- _Your objective_
Pull out every line of the data below that contains the word "panel". Case counts, so a line matches only if its capitalization is identical.

- _Listed entries_
────────────────────────────────────────

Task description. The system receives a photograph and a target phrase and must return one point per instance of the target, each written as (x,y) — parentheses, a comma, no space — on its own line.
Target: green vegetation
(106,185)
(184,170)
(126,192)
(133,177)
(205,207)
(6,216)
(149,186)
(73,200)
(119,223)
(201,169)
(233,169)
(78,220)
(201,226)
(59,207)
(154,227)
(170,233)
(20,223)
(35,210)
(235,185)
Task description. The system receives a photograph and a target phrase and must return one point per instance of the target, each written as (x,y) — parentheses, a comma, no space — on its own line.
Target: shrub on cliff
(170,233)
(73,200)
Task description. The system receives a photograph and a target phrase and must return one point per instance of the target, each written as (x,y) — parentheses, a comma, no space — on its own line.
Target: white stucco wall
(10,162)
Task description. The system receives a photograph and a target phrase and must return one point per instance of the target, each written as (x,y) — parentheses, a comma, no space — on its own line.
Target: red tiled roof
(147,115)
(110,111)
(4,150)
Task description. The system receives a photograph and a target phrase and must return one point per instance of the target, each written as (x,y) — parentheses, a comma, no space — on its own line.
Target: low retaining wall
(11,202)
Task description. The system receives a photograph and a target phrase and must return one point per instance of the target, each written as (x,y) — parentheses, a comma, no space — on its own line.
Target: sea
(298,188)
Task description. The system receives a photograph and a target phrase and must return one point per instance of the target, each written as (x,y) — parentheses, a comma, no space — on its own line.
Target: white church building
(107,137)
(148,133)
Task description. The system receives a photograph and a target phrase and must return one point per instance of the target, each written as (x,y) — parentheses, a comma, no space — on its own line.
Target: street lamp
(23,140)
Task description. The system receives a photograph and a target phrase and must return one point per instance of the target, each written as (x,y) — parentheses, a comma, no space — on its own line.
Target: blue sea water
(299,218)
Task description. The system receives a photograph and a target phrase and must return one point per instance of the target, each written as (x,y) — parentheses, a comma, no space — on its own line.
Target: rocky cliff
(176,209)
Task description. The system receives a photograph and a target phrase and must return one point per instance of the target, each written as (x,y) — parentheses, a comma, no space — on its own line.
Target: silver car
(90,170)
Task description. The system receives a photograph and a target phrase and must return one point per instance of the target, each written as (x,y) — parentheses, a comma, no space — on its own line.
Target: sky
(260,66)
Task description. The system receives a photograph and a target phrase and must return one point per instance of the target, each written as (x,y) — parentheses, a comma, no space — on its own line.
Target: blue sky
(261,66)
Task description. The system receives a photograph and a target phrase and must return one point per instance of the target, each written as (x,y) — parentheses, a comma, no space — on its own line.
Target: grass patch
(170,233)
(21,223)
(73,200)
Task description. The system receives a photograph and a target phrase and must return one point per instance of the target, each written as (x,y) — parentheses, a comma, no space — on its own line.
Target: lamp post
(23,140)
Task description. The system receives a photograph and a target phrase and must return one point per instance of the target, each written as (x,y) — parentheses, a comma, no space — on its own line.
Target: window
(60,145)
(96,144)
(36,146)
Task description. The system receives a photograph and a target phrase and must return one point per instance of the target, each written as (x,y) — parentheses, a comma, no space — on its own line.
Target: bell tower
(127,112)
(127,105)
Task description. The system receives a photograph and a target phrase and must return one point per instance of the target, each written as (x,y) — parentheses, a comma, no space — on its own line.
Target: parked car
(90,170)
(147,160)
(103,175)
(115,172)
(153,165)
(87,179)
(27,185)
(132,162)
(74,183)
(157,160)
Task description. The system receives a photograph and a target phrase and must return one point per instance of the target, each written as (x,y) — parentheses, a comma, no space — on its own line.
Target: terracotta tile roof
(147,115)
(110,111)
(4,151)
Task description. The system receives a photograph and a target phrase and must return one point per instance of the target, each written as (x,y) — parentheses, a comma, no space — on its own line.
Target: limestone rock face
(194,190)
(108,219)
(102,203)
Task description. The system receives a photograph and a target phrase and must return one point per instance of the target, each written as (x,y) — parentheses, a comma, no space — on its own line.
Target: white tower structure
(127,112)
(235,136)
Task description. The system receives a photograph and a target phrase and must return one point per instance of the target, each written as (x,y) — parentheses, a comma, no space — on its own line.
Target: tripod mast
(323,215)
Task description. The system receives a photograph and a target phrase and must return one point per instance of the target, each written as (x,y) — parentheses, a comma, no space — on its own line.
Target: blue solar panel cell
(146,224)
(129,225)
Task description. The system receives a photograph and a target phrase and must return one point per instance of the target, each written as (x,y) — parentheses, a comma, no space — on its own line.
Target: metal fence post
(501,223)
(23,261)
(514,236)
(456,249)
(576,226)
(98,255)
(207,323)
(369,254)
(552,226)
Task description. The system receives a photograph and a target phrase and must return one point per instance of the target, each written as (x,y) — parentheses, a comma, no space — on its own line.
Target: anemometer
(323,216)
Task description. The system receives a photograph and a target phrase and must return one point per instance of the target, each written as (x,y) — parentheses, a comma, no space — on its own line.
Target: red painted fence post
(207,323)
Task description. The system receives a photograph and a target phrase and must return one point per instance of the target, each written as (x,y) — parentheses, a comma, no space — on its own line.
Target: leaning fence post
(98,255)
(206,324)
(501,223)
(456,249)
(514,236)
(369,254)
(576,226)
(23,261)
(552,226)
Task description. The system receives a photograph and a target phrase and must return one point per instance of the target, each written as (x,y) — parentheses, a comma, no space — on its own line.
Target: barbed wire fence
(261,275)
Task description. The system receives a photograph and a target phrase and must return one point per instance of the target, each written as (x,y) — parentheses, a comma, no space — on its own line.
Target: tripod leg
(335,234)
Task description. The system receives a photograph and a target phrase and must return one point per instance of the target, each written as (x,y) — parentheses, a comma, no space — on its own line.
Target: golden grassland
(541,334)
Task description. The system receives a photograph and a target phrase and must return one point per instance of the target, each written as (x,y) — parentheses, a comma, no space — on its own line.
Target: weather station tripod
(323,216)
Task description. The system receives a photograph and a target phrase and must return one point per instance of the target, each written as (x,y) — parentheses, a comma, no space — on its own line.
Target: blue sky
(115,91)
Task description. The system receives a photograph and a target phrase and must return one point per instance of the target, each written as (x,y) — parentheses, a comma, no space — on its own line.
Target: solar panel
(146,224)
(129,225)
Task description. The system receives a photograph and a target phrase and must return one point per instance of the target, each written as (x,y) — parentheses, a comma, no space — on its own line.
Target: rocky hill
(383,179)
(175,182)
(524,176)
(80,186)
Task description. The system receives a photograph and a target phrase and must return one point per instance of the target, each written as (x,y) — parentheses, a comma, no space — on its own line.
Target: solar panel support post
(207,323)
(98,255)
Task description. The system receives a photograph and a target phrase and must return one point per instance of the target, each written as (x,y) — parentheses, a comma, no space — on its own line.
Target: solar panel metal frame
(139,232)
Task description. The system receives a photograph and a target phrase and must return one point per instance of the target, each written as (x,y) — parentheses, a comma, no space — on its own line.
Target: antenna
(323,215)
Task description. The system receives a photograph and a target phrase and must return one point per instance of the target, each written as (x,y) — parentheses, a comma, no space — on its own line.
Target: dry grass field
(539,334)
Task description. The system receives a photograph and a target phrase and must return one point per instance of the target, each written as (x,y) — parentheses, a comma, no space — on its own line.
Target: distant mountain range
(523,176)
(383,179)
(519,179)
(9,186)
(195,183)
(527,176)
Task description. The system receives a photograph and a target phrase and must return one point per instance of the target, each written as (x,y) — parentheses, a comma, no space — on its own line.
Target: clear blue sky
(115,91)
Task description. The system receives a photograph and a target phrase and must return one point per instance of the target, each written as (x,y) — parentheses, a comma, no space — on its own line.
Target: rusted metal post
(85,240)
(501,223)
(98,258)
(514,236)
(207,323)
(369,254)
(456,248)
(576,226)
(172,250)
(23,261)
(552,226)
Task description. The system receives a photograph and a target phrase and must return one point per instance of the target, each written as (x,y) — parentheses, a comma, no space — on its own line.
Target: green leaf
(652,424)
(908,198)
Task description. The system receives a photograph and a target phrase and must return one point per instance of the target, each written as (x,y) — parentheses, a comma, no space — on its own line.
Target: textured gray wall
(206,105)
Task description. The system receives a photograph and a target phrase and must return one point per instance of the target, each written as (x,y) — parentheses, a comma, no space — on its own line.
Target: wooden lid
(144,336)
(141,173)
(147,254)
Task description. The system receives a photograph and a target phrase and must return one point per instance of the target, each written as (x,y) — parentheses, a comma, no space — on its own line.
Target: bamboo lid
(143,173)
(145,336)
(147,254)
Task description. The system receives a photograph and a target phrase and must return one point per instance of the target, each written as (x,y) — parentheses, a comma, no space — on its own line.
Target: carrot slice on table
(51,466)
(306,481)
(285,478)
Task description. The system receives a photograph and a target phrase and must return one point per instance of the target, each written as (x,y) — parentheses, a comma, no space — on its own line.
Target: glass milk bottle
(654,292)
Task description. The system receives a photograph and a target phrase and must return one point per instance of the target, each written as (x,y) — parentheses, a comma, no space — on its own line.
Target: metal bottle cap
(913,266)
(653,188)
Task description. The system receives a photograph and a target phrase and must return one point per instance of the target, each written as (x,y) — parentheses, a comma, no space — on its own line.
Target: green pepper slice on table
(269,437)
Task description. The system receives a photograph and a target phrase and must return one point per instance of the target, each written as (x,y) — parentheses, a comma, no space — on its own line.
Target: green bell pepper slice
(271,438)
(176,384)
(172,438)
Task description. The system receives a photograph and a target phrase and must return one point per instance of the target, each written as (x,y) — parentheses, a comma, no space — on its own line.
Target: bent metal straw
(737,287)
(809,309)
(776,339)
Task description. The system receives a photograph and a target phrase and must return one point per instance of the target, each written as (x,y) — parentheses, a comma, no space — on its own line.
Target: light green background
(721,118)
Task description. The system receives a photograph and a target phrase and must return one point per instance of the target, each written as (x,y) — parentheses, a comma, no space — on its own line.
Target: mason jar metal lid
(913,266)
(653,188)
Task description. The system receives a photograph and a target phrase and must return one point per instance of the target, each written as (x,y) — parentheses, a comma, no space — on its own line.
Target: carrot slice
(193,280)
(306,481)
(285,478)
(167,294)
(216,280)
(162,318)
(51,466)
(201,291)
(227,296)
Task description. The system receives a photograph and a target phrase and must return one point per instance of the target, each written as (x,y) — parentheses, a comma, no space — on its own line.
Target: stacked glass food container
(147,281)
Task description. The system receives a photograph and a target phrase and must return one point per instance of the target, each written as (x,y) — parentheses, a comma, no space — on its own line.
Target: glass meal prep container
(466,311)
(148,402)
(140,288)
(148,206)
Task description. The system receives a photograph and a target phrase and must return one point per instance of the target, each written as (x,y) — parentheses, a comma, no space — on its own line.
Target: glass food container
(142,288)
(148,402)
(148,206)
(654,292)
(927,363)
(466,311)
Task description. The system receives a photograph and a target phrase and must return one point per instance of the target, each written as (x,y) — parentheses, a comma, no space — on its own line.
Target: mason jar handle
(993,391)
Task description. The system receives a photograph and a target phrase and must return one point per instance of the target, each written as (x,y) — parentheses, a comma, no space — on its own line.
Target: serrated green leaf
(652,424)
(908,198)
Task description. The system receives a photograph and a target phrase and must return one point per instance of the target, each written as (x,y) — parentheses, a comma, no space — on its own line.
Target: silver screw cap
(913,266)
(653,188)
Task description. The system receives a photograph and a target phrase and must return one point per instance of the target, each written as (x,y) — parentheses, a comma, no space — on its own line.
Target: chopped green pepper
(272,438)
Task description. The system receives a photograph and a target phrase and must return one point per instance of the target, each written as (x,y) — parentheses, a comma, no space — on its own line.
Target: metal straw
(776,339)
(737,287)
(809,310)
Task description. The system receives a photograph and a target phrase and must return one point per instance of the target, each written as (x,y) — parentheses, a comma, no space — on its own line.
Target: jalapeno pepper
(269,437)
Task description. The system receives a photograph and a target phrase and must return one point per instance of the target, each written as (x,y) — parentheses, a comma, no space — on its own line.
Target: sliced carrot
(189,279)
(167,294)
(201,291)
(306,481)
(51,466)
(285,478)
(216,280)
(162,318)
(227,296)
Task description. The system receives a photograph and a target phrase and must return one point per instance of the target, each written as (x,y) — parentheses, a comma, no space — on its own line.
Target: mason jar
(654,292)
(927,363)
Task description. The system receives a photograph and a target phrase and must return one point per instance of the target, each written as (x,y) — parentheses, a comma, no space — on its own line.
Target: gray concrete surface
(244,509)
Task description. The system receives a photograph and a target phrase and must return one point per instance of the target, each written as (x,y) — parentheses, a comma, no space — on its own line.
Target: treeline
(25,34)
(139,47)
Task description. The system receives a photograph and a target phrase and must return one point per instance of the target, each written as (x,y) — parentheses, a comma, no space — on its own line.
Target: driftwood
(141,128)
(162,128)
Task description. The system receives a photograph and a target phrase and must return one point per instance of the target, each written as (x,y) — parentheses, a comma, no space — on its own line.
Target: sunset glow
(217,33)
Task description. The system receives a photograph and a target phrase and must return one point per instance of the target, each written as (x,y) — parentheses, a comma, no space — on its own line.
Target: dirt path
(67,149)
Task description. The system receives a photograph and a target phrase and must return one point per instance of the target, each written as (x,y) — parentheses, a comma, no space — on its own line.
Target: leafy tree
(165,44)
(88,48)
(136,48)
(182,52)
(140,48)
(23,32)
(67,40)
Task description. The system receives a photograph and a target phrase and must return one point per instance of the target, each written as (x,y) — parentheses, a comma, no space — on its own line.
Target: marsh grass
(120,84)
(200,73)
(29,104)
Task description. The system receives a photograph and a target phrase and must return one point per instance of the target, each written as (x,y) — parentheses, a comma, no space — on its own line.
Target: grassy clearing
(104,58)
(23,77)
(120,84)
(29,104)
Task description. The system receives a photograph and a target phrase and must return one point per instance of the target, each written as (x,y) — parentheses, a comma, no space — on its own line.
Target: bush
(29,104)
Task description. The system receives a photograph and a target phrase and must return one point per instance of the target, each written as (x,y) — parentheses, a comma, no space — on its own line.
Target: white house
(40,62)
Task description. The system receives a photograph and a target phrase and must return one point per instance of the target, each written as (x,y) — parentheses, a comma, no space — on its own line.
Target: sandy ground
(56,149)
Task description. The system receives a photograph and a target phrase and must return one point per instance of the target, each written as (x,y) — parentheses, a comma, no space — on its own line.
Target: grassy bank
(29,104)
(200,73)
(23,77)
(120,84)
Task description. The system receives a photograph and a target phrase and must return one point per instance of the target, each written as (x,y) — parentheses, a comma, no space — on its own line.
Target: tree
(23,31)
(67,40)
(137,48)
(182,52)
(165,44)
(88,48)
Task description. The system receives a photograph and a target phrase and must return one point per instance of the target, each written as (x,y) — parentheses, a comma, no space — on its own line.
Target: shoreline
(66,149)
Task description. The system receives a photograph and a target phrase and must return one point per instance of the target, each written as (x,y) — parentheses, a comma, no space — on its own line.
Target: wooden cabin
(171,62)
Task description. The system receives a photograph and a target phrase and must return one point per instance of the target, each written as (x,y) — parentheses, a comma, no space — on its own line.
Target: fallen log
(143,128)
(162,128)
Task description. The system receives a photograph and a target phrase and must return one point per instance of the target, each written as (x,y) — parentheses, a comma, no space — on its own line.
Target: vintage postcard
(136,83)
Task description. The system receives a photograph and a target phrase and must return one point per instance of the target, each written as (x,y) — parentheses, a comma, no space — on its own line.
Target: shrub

────────────────────────────────────────

- _Solution for this problem_
Target: blue solar panel cell
Target: solar panel
Target: solar panel support post
Target: solar panel metal frame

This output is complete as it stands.